→ WORK INSTRUCTIONS
Your output must match the records exactly, line for line.
- - -
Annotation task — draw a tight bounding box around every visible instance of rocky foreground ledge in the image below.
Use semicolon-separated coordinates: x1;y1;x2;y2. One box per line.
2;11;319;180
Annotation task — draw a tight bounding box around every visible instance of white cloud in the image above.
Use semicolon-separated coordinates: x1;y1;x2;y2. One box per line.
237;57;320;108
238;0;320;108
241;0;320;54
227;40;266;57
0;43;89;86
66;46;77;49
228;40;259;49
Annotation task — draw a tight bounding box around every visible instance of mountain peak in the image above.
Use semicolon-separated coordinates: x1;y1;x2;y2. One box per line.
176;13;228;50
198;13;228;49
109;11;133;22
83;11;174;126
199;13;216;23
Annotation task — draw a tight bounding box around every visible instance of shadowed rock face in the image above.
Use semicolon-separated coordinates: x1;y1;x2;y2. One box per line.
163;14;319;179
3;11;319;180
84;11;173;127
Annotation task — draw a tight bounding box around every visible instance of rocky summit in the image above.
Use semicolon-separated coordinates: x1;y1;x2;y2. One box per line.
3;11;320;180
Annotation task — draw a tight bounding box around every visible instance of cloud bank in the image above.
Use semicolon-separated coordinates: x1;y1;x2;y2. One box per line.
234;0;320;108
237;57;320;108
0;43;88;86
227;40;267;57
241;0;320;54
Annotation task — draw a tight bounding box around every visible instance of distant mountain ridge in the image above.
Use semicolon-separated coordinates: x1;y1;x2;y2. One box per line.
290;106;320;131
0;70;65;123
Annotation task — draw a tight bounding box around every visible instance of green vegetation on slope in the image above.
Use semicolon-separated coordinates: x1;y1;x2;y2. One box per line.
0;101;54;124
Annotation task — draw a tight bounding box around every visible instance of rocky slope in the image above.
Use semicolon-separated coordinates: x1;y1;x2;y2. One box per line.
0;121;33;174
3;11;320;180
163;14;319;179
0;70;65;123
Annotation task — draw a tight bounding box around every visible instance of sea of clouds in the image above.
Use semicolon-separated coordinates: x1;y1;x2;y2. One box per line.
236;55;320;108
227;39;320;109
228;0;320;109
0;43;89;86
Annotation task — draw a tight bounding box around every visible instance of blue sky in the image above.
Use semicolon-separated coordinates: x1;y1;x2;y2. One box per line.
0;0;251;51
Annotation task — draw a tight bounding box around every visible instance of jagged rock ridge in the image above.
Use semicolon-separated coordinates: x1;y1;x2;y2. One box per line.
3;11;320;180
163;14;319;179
- - -
→ ANSWER BOX
Annotation task — draw a tight bounding box around every visible instance of rocky foreground ledge in the image below.
Use semicolon-separated coordinates: x1;y1;x2;y2. One box per line.
2;11;319;180
Annotation task — draw a tight bounding box around every visible instance of white cloud in the image above.
Use semicolon-separated coordinates: x1;y1;x2;y2. One box per line.
237;57;320;108
238;0;320;108
241;0;320;54
227;40;266;57
0;43;89;86
66;46;77;49
228;40;259;49
Annotation task — draw a tight bounding box around every visible instance of mountain peak in the image above.
Use semicolon-separated coordinates: x1;y1;x2;y2. One box per line.
176;13;228;50
198;13;228;49
109;11;133;22
83;11;174;126
199;13;216;23
Annotation task — draw a tight bounding box around every visible instance of shadowed rock face in the image above.
Use semicolon-separated coordinates: x1;y1;x2;y2. One box per line.
163;14;319;179
3;11;319;180
84;11;173;127
Annotation task — draw a tight bounding box around every visible instance of rocky summit in the image above.
Use semicolon-separated coordinates: x1;y1;x2;y2. One box per line.
3;11;320;180
Annotation task — draw a tight bounding box around every visible instance of cloud bank in the image above.
Use semicolon-separated coordinates: x1;y1;x2;y2. One box per line.
234;0;320;108
237;57;320;108
0;43;88;86
227;40;267;57
241;0;320;54
Annotation task — draw a tight bounding box around every visible instance of distant mountain ridge in the image above.
Use semicolon-separated coordinates: x1;y1;x2;y2. One box per line.
290;106;320;131
0;70;65;123
Annotation task — draw a tight bounding box around every visible instance of green vegetation on slope in the image above.
Use semicolon-separated coordinates: x1;y1;x2;y2. One box per line.
0;101;54;124
Annotation task — draw a tight bounding box around every visible instance of rocky slope in the image above.
Use semicolon-separated coordinates: x1;y1;x2;y2. One box per line.
0;121;33;174
3;11;320;180
163;14;319;179
0;70;65;123
Annotation task — draw a tight bounding box around every visible instance of sea of clouds in the image above.
Use semicolon-separated coordinates: x1;y1;x2;y2. One box per line.
236;55;320;108
227;39;320;109
228;0;320;109
0;43;89;86
Annotation task — draw a tight bounding box around every visible instance of blue sky in the image above.
Use semicolon-separated coordinates: x1;y1;x2;y2. One box per line.
0;0;251;51
Annotation task — draw a tight bounding box around every visible instance of jagged rock ridge in the image above.
Use semicolon-separated coordinates: x1;y1;x2;y2. One box per line.
3;11;320;180
163;14;319;179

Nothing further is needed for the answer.